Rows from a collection
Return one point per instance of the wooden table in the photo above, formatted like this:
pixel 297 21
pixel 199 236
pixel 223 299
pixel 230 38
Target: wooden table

### [Instructions to follow]
Copy every one of the rows above word for word, keeping each line as it stands.

### [Exercise output]
Return one point per instance of the wooden table in the photo above, formatted like this:
pixel 297 21
pixel 199 236
pixel 223 299
pixel 230 38
Target: wooden table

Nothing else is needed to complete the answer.